Exercise aim: Pull out each line of the entries below that contains the word "backpack".

━━━━

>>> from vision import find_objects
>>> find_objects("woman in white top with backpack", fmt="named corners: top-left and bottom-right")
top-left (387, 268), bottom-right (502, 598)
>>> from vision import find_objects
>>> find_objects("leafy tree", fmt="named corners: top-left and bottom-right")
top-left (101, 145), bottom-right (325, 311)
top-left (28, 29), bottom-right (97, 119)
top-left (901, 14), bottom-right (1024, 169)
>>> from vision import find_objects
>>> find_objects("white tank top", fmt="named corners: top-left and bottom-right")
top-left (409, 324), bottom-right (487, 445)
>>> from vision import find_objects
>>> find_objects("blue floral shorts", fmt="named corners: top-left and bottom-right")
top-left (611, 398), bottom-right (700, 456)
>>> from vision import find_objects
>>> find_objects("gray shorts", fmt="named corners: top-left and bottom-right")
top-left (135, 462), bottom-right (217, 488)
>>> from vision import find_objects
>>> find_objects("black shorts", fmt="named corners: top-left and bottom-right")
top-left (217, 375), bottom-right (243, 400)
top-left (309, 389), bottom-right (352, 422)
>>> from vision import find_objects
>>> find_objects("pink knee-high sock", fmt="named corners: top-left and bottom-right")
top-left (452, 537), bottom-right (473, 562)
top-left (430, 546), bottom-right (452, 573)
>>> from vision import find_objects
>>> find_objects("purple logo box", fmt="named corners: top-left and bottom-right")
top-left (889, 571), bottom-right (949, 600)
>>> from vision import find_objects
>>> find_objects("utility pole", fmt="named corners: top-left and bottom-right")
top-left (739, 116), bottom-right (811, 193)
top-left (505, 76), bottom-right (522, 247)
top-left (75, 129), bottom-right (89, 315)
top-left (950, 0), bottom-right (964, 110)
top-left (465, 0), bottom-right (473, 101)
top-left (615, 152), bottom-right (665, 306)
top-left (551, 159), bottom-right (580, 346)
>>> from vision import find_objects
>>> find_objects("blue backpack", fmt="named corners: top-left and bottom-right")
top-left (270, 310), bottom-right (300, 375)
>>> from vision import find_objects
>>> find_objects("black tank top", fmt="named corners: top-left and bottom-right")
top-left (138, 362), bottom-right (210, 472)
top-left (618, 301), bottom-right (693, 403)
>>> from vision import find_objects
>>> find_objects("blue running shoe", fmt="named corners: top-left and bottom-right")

━━━━

Correct output:
>>> find_objects("woman in white top with backpack", fmt="named corners: top-left and bottom-right")
>>> find_objects("blue backpack", fmt="named corners: top-left and bottom-right")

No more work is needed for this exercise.